- Extract -
════════════════════
What Are Tensors and Why Are They Used in Relativity?
If you try learning general relativity, and sometimes special relativity, on your own, you will undoubtedly run into tensors. This article will outline what tensors are and why they are so important in relativity. To keep things simple and visual, we will start in two dimensions, and in the end, generalize to more dimensions.
Table of Contents
COORDINATE FRAMES
The essence of relativity, and thus its use of tensors, lies in coordinate frames, or frames of reference. Consider two coordinate frames, x, and x’ (read as x-prime). In two dimensions, these coordinate frames have the ##x_1## and ##x_{1\prime}## axes as their respective horizontal axes, and the ##x_2## and ##x_{2\prime}## axes as their respective vertical axes. This is shown in the figure below.
════════════════════
- Task set -
1 > Can you extract the passage of the tensor article from "What Are Tensors" up to and including "the figure below."?
2 > Would you extend the article on tensors in relativity, starting right after its final sentence?
The records are separate material and have no connection to the tensor article.

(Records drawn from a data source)
════════════════════
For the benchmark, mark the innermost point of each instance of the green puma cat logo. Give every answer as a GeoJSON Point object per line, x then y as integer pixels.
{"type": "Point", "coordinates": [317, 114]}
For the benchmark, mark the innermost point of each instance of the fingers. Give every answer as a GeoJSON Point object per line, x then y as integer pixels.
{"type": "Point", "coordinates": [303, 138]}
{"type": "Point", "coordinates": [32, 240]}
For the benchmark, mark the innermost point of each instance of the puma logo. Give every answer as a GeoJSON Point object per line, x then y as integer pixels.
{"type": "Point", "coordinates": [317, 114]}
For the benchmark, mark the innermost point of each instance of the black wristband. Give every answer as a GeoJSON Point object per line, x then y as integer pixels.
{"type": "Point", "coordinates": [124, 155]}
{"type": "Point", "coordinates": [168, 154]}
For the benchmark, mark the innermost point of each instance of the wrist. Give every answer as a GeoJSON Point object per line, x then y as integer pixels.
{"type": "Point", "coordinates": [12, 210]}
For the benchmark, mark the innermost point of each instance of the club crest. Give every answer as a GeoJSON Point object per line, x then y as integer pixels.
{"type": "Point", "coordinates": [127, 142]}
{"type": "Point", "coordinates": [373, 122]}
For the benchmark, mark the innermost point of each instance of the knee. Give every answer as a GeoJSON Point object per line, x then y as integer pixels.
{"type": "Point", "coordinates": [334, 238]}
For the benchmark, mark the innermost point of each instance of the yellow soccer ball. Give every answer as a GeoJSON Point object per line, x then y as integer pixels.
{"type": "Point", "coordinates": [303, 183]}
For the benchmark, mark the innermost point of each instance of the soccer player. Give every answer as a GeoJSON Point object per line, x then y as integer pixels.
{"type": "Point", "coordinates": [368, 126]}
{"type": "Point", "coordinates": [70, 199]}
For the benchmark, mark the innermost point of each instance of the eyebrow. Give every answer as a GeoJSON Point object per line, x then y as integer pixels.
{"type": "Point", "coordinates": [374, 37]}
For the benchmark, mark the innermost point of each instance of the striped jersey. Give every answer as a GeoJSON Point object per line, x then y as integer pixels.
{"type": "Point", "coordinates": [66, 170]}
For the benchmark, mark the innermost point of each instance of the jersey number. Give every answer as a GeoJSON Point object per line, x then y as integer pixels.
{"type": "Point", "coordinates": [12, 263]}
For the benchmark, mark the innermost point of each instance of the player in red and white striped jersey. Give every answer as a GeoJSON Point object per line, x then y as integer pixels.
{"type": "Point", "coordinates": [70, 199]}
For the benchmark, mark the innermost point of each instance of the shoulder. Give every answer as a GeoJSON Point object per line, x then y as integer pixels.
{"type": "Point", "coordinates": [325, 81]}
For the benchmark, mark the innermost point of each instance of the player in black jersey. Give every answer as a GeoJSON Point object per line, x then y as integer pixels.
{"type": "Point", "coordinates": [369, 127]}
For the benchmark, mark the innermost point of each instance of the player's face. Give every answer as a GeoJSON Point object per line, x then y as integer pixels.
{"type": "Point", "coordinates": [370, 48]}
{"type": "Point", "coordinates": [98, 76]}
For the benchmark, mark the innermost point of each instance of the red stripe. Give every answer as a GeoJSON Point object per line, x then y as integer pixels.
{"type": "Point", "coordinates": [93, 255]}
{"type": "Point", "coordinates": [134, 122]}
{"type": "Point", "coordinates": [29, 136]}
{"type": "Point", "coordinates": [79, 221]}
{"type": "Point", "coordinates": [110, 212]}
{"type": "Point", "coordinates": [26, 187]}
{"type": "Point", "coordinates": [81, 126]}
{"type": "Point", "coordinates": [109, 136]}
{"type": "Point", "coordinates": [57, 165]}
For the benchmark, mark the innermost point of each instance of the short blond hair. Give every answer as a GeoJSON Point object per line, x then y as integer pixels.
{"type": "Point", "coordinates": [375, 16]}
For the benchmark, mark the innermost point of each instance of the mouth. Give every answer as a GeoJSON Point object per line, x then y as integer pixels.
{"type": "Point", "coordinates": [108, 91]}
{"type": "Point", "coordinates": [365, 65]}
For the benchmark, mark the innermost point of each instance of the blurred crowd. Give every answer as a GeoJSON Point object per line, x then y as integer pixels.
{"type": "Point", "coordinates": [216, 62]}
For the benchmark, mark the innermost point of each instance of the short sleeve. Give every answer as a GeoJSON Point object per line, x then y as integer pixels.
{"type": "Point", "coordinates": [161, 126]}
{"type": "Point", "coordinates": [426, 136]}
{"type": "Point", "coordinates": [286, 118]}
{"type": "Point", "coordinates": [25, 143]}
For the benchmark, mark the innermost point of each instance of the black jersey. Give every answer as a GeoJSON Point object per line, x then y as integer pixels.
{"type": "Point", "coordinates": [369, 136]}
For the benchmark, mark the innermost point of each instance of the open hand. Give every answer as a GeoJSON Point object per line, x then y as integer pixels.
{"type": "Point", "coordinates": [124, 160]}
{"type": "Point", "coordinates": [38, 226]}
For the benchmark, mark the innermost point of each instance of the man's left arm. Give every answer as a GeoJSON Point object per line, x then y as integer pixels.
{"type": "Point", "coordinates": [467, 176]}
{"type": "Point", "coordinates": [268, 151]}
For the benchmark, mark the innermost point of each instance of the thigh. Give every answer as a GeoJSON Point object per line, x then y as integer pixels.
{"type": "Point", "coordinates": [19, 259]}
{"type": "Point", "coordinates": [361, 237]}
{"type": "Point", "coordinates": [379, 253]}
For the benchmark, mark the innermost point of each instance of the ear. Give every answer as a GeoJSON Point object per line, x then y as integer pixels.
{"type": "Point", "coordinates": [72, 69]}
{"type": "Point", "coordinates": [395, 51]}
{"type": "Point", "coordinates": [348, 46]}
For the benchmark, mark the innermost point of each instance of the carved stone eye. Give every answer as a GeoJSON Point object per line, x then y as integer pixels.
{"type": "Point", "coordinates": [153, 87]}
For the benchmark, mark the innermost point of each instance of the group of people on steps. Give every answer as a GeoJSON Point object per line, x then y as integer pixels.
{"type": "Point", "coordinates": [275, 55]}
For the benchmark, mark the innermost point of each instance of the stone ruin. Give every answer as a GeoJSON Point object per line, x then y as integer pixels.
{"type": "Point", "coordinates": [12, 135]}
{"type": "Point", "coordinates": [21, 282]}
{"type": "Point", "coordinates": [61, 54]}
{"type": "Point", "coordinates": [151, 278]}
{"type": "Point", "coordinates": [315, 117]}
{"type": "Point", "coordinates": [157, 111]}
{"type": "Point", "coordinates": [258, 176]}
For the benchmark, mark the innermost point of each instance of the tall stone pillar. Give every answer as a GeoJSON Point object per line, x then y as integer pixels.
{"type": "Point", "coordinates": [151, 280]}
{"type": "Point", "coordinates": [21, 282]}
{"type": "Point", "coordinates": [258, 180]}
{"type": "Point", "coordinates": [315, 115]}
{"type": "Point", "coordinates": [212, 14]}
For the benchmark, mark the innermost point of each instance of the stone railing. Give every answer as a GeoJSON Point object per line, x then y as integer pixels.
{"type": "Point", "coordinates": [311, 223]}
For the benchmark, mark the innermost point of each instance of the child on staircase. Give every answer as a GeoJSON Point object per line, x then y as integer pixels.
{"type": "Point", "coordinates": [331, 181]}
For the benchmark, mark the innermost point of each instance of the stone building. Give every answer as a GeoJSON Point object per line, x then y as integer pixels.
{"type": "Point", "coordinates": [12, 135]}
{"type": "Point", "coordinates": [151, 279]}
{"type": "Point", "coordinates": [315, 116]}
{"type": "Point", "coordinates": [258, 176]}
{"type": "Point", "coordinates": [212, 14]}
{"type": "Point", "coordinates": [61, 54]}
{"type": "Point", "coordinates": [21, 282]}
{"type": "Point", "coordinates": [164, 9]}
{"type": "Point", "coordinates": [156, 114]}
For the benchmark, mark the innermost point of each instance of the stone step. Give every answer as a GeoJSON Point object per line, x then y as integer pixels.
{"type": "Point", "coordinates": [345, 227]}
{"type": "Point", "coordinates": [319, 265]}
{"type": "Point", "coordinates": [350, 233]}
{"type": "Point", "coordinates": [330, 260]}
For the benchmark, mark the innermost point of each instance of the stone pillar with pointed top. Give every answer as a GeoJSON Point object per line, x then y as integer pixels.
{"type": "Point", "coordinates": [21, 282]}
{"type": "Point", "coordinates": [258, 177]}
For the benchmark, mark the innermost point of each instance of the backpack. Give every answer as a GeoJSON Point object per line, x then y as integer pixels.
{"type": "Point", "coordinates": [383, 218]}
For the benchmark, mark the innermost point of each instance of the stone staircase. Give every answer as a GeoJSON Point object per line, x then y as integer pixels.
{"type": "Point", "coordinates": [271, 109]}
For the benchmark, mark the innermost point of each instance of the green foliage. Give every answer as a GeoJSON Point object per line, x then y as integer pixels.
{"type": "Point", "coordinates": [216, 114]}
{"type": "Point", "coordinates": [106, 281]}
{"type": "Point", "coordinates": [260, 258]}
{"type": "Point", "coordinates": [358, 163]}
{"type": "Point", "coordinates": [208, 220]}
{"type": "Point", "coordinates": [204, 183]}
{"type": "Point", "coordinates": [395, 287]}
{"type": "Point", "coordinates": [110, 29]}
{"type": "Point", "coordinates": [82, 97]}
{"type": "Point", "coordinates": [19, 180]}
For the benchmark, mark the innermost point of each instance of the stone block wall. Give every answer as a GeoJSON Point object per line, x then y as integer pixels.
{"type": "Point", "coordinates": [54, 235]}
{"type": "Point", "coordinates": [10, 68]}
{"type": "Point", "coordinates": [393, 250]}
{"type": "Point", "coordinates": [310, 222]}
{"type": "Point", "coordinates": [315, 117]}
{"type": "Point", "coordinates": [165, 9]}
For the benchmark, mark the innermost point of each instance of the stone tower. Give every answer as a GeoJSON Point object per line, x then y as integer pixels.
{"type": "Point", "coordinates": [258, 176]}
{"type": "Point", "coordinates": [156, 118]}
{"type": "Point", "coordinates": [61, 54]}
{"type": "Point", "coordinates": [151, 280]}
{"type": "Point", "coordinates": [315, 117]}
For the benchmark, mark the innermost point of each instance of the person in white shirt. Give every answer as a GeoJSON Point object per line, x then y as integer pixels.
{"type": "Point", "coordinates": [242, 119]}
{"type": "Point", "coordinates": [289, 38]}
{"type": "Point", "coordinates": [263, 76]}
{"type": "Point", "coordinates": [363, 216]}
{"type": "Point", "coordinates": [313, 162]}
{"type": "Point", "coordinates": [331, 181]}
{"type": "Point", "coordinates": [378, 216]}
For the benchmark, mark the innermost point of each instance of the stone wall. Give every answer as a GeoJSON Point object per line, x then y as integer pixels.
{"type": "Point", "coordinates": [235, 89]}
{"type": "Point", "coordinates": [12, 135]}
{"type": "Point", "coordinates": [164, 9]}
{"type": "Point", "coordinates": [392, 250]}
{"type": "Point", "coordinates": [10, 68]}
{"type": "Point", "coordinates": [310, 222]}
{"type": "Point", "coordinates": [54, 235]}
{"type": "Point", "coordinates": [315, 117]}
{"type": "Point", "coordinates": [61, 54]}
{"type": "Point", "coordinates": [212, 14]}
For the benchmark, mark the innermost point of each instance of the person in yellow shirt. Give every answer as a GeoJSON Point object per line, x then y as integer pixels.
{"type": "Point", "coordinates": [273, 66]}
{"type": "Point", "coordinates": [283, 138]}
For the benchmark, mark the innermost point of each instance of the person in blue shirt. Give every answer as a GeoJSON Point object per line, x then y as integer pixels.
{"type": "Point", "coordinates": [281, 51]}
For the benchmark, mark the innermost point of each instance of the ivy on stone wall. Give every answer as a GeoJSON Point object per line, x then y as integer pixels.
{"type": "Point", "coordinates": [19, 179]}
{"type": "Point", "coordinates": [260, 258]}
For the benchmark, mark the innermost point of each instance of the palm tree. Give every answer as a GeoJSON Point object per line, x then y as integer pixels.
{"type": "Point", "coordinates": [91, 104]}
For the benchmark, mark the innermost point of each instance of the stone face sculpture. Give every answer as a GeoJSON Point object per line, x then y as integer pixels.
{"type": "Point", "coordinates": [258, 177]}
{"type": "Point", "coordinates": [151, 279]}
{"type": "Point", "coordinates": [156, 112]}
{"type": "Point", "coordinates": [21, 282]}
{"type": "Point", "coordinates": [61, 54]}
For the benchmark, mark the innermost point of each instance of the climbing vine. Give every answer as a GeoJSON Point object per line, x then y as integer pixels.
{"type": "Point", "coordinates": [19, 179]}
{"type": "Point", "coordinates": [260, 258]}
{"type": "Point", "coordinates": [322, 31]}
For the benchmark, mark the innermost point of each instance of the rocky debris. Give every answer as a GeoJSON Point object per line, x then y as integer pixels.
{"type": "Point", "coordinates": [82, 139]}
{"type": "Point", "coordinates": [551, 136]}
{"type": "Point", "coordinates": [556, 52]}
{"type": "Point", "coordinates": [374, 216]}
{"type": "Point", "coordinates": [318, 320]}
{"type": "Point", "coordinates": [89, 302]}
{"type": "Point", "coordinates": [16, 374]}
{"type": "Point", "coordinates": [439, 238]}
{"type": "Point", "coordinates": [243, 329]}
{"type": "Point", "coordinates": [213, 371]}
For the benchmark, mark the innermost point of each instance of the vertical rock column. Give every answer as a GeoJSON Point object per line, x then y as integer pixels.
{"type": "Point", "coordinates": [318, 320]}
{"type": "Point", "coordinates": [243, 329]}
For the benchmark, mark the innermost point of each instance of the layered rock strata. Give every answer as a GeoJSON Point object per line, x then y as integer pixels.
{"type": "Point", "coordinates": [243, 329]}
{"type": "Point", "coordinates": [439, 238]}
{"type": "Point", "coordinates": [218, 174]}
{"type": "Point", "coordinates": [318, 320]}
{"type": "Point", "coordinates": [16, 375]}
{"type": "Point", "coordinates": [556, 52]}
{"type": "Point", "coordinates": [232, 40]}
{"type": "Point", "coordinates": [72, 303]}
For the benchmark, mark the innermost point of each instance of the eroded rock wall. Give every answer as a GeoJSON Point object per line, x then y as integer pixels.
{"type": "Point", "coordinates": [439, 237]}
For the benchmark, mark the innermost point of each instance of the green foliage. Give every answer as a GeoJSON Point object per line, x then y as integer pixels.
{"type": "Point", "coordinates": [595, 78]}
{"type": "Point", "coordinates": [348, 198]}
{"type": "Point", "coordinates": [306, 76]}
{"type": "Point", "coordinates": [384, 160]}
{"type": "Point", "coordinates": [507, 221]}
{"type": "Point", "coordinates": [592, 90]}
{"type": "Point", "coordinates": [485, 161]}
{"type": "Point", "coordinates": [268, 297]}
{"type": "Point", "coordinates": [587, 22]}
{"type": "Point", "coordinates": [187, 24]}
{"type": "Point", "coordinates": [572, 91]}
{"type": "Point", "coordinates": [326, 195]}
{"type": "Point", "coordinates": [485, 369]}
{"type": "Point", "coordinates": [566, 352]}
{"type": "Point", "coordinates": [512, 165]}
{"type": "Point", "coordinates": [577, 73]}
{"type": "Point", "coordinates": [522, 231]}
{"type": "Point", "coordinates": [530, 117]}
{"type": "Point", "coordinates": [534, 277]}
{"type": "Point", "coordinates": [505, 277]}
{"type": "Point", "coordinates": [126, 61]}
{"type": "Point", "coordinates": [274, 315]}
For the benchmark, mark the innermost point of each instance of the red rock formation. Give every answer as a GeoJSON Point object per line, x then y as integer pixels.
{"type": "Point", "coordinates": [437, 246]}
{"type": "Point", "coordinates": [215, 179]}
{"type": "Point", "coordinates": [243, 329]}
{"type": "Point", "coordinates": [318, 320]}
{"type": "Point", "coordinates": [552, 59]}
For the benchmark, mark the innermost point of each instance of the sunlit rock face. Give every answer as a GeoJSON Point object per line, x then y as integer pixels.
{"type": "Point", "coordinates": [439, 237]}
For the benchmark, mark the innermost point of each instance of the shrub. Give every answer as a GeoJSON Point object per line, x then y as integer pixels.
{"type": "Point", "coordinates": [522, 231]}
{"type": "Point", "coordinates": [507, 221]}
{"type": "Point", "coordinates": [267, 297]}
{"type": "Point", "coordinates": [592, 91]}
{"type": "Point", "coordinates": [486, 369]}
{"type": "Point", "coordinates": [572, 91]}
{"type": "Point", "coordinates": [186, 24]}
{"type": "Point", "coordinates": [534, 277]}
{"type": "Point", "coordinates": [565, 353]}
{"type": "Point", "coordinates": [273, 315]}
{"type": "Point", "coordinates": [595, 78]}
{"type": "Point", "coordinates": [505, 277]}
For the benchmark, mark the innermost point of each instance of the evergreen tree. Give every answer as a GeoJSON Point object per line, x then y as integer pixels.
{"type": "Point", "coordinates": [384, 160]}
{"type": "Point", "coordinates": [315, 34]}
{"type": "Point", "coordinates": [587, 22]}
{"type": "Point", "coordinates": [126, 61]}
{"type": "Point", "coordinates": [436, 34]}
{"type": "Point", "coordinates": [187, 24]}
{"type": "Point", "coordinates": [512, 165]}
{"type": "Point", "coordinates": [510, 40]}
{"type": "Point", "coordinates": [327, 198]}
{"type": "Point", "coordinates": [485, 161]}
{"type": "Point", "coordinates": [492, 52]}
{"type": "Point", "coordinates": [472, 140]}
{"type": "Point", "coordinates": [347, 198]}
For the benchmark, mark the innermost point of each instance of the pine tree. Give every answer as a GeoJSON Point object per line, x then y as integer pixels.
════════════════════
- Results for the exercise -
1 >
What Are Tensors and Why Are They Used in Relativity?
If you try learning general relativity, and sometimes special relativity, on your own, you will undoubtedly run into tensors. This article will outline what tensors are and why they are so important in relativity. To keep things simple and visual, we will start in two dimensions, and in the end, generalize to more dimensions.
Table of Contents
COORDINATE FRAMES
The essence of relativity, and thus its use of tensors, lies in coordinate frames, or frames of reference. Consider two coordinate frames, x, and x’ (read as x-prime). In two dimensions, these coordinate frames have the ##x_1## and ##x_{1\prime}## axes as their respective horizontal axes, and the ##x_2## and ##x_{2\prime}## axes as their respective vertical axes. This is shown in the figure below.

2 >
Now, we can describe an axis in one coordinate frame in terms of another coordinate frame. In the figure above, we can define the quantity ##\frac{\partial x_1}{\partial x_{1\prime}}##, which is the ratio of the amount the ##x_1## axis changes in the x’ frame of reference as you change ##x_{1\prime}## an infinitesimally small amount to the infinitesimally small change you made to ##x_{1\prime}## (this is not a “normal” partial derivative in the sense that the axis of which you are taking the partial derivative is not a function. It is better to just think of it as the rate of change of an axis in one frame of reference concerning another axis in another frame of reference). This is essentially the rate of change of ##x_1## concerning ##x_{1\prime}##. If ##x_1## were at a 45-degree angle to ##x_{1\prime}##, using Pythagorean Theorem we know that this rate of change is ##\sqrt{2}##. This rate of change expression, and its reciprocal, will be useful when changing frames of reference. Note that for many cases, it is essential to remember that the ##\partial## refers to an infinitesimally small change in something, as axes will not always be just straight lines concerning another reference frame.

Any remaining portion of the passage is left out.